Location identification entries:

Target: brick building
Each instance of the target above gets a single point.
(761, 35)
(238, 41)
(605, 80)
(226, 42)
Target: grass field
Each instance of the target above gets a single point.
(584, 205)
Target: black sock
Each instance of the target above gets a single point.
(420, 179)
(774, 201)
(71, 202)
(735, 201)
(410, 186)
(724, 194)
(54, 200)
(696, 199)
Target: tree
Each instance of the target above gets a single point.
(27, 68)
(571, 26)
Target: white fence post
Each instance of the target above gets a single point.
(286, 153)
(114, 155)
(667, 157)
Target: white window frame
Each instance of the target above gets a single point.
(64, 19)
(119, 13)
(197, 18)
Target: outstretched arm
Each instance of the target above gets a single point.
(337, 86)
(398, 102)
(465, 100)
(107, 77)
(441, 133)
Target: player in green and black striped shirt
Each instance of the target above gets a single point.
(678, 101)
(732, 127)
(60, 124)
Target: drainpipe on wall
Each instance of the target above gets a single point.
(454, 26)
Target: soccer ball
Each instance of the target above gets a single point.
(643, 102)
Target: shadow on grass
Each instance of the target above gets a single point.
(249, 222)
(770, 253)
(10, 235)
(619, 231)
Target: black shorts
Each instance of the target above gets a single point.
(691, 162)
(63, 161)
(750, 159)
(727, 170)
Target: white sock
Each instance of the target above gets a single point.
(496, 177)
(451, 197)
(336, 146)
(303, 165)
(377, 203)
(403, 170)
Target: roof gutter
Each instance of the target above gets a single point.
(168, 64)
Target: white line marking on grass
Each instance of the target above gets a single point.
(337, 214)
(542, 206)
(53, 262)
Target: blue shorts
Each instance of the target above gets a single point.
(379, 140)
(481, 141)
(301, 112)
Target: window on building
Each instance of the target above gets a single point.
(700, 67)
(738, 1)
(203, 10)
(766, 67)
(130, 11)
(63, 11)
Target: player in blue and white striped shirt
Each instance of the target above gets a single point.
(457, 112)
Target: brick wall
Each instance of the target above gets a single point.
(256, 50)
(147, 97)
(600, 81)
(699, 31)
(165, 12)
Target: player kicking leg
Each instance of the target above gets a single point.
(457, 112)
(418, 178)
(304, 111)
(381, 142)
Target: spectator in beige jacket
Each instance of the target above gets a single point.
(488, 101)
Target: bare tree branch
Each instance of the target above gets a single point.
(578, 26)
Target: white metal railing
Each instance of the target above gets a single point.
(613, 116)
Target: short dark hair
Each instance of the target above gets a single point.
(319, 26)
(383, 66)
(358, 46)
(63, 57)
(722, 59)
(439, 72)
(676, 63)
...
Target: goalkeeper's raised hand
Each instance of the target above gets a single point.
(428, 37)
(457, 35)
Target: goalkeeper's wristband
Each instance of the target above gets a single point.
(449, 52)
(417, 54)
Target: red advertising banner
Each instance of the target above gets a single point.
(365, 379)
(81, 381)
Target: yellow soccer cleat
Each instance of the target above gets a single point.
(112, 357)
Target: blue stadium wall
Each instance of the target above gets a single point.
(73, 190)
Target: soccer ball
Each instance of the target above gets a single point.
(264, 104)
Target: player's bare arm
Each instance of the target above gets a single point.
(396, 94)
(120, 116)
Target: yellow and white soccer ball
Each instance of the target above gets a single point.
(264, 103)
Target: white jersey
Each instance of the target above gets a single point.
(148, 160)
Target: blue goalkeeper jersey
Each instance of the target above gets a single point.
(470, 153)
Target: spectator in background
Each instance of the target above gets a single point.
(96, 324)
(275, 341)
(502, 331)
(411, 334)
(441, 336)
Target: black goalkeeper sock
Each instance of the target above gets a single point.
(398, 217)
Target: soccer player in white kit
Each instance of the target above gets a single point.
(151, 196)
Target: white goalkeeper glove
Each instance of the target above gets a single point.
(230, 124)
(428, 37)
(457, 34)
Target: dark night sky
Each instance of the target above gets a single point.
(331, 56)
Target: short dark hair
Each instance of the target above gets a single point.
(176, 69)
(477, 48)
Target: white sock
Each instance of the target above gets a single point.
* * *
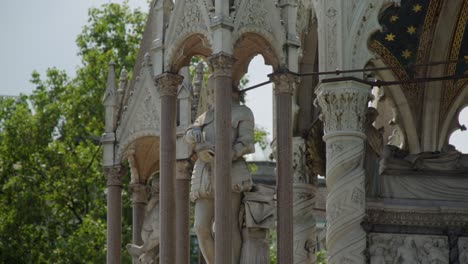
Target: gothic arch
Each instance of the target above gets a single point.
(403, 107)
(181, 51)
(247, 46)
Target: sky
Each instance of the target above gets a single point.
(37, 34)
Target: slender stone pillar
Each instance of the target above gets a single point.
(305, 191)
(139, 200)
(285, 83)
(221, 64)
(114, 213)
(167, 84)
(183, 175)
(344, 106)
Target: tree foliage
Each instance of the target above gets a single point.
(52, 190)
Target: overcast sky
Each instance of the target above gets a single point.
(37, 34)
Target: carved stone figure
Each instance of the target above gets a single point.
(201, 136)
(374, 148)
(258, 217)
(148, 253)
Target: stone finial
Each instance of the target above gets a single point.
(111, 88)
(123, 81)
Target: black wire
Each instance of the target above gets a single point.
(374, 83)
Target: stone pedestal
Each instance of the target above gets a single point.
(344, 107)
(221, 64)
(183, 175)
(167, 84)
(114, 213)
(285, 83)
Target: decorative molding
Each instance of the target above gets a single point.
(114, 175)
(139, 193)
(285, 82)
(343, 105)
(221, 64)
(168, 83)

- [Problem description]: Locate each line in the entries above that contains the word "shorts", and copy every such line.

- [Task answer]:
Target: black shorts
Target: blue shorts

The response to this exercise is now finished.